Then administrators need to be very clear about their expectations for the programs, communicate that to candidates, and hire accordingly. If you want a glorified admissions rep who happens to know a little swimming and will keep everybody happy (cause that’s possible), then advertise your position as such. Don’t hire somebody with a power 5 assistant background, that wants to raise the level of the program and change the culture. If you are going to hire that type of person, then expect some bumps and support them through it.

I read the Pepperdine report. Nobody is perfect and maybe some things could have been done better, but hardly anything in there that would constitute somebody losing their job.


Someone with P5 assistant experience should know enough about elite-level D1 Swim/Dive or have enough mentors to know that Pepperdine…while an incredible school with the best view in the world….is not the place to raise the level of the program or build a culture, regardless of what the administration says. And if that is truly the goal, (and I find that hard to believe based on funding) ….the guns blazing rule applies…think 5-10 years, not two. Meet them where they are. Just in California you have…. Stanford, Cal, Southern Cal, UCLA, SDSU, UCSB, UC Davis, Fresno State, SJSU, and a few others that are well beyond the commitment level of Pepperdine….If I were advising a young coach about next steps… Read more »


Negative votes shows how out of touch some of us are in regards to student-athlete time demands and who really wields the power in today’s NCAA….The old-school “my way or the highway” approach still works….sure….and coaches are the ones who will hit the highway.


The coach probably thought the athletic dept would back him. He should have allowed the old swimmers to age out of the program before hitting the reset switch. Put yourself in his shoes… walk out on the deck and you instantly know half(or more) of the swimmers don’t belong on a D1 program. So you know they don’t belong and by being there they are wasting your time and valuable program resources. I would be inclined to just cut all the swimmers who couldn’t make a B final in their lowly conference meet.


I’ve been in his shoes. I did it the right way in a harder situation. Not bragging – I had great mentors who I relied on heavily. I also had the backing of the administration, yes, but also earned it by treating the SA with respect, no matter their speed.

Coach 2.0

He was trying to create an environment that would lead to future successes. Regardless of the program, the coach is the one setting the foundation and culture for the program.

You’re being incredibly one-dimensional giving Pepperdine no shot at being a successful program. Bring in two recruiting classes that understand the culture and program you want to build and the rest takes care of itself.

Only mistake I possibly see is Joe not letting some of these girls go/transfer and move on from the problems.


It takes a lot more than two recruiting classes to go from a program that wouldn’t interest a good D3 swimmer to being a successful D1 program. Why ostracize the athletes who were already there? Let them play a (diminished) role and graduate out of the program. After all, it’s not completely fair to them to force them out just because a new coach has some (unrealistic?) expectations.


Have you read anything here? No one was forced out. Joe wasn’t allowed to do that nor did he try. The only thing he’s guilty of here is treating everyone the same. Apparently that’s not how it works at Pepperdine. Certain girls /families should get special treatment and when they don’t well… this happens.

▸ **Job 1**: In the comments about the Pepperdine swim program, what is the only thing Joe is said to be guilty of?

▸ **Supplied material**:
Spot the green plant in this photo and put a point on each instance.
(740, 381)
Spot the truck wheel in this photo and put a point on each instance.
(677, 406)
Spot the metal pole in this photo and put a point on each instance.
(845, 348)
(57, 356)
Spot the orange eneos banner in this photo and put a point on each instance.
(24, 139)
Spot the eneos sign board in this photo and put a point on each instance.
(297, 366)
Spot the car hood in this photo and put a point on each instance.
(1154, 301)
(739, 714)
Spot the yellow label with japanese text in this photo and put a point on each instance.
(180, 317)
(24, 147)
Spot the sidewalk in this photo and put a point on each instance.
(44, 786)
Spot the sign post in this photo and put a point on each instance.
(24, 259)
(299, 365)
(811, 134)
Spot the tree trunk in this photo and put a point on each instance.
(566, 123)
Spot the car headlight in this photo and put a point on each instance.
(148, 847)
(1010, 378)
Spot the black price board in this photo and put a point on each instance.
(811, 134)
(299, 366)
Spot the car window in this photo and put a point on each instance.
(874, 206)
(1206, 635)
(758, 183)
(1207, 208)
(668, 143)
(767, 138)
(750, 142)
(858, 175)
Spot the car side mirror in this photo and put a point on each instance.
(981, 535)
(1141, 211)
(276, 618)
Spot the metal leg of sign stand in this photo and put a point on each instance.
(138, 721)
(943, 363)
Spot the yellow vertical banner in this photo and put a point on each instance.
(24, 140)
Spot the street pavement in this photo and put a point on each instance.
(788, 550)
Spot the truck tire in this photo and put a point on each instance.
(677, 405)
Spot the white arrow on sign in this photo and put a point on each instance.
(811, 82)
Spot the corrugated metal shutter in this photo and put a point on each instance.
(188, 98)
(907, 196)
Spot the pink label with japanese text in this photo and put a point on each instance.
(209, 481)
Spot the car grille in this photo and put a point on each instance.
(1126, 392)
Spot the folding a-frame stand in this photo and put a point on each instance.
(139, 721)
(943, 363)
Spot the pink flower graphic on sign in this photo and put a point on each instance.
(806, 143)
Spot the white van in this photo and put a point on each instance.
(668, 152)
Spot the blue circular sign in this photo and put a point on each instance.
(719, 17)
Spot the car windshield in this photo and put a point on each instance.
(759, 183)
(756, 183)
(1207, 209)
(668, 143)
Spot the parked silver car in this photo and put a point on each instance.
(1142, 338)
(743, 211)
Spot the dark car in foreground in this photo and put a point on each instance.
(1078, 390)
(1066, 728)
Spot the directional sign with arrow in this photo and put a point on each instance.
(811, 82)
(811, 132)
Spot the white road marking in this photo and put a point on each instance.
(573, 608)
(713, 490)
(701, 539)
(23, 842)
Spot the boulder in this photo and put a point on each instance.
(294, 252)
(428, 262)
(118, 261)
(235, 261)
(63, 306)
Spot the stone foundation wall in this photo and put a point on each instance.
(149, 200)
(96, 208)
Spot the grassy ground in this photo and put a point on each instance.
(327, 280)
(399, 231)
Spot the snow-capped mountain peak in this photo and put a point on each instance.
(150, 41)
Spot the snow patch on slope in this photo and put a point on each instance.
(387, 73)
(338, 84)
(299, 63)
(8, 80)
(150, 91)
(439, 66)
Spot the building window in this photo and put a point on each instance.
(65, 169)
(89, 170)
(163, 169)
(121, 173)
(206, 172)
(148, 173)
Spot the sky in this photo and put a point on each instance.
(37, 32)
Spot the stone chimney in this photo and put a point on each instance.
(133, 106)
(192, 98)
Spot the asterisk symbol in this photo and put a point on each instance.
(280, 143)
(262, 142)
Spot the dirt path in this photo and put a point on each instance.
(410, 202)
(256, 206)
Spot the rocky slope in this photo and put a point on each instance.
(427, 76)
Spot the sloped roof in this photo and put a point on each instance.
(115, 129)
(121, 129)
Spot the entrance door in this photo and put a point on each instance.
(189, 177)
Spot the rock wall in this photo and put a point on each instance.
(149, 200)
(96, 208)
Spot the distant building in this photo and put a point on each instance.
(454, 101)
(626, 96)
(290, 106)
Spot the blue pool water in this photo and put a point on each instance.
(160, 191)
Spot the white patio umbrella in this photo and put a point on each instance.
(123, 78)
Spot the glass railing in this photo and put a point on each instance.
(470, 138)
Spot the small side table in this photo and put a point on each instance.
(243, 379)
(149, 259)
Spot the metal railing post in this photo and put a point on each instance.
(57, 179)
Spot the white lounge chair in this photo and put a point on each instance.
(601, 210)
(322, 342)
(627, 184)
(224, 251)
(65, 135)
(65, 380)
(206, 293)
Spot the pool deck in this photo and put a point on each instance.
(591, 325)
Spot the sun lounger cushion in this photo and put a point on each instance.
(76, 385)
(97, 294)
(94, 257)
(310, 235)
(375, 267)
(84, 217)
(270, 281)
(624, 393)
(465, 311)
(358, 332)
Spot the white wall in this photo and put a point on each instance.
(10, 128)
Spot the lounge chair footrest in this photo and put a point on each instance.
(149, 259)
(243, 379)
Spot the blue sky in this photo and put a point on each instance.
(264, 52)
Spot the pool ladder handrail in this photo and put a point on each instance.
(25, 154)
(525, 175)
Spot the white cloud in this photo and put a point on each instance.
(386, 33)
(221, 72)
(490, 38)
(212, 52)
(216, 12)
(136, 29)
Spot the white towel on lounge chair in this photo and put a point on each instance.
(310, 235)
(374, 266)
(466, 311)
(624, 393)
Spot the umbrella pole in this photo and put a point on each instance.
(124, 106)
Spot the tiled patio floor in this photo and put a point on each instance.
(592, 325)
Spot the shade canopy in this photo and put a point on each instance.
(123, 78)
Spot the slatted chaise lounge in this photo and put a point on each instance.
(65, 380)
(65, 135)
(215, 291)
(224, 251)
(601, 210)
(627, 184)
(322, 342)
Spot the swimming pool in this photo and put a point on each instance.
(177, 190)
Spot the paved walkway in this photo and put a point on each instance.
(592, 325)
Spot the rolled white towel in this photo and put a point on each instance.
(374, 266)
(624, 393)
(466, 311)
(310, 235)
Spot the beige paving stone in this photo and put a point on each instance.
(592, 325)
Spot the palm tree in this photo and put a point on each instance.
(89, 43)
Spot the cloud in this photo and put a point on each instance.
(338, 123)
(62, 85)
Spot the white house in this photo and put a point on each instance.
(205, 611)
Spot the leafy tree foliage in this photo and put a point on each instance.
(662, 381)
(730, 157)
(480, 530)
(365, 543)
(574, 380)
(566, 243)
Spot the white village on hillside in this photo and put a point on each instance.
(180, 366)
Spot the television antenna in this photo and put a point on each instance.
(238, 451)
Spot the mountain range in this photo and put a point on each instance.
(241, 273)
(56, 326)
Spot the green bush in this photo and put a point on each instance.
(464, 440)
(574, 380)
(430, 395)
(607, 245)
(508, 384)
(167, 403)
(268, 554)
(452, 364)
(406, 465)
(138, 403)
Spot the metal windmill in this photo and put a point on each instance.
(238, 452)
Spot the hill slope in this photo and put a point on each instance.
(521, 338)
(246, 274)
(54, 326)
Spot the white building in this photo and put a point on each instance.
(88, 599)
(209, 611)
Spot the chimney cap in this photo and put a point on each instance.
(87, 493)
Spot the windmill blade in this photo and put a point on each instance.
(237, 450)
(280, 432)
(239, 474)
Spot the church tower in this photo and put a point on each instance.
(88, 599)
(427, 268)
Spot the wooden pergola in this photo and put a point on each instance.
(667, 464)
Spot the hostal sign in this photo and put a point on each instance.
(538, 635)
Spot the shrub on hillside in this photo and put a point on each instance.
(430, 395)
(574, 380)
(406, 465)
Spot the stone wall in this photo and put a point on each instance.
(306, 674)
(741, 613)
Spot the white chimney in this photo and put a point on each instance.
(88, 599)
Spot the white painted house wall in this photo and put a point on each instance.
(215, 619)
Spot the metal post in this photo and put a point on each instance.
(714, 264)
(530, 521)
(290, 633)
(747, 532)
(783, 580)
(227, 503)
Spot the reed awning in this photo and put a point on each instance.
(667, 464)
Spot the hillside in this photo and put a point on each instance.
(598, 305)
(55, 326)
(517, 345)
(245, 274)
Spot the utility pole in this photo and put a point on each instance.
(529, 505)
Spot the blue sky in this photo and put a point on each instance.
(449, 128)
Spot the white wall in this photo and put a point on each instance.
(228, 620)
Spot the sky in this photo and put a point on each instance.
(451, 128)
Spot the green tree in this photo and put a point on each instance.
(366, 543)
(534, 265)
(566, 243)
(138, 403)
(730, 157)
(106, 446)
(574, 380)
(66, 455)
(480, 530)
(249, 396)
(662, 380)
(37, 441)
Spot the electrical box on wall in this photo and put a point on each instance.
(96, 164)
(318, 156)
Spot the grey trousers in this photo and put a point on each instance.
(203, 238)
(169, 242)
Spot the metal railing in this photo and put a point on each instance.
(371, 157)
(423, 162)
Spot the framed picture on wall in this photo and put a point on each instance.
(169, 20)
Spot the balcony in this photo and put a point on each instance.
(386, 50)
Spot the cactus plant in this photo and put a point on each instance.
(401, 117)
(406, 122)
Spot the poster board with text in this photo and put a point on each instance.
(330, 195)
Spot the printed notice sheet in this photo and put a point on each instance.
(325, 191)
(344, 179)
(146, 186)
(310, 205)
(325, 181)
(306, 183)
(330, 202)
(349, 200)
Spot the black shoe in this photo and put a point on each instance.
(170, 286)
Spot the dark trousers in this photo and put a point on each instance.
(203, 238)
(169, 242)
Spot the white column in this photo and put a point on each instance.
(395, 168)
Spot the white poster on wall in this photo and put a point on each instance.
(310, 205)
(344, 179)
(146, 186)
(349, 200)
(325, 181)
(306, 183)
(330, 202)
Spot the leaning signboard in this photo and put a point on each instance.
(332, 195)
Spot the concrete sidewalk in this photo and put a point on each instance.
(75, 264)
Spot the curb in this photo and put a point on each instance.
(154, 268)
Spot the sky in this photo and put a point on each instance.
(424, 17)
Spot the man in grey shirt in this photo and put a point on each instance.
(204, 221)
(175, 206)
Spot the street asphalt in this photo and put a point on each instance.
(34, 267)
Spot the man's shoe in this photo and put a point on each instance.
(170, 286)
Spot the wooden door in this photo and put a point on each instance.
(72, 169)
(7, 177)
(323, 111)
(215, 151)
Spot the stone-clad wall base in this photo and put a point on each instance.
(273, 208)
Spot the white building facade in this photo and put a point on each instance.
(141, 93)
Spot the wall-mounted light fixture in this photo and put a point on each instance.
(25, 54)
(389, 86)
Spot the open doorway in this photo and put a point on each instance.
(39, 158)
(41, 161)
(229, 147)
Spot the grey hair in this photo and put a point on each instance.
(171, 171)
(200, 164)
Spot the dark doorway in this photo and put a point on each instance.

▸ **Job 2**: Please extract every line of the listing that contains the word "metal", where case counts.

▸ **Complete response 1**: Treating everyone the same.

▸ **Complete response 2**:
Spot the metal pole in this photo and put a point on each instance.
Spot the metal leg of sign stand in this photo and put a point on each instance.
Spot the corrugated metal shutter in this photo and put a point on each instance.
Spot the metal railing post in this photo and put a point on each instance.
Spot the metal windmill in this photo and put a point on each instance.
Spot the metal post in this photo and put a point on each instance.
Spot the metal railing in this photo and put a point on each instance.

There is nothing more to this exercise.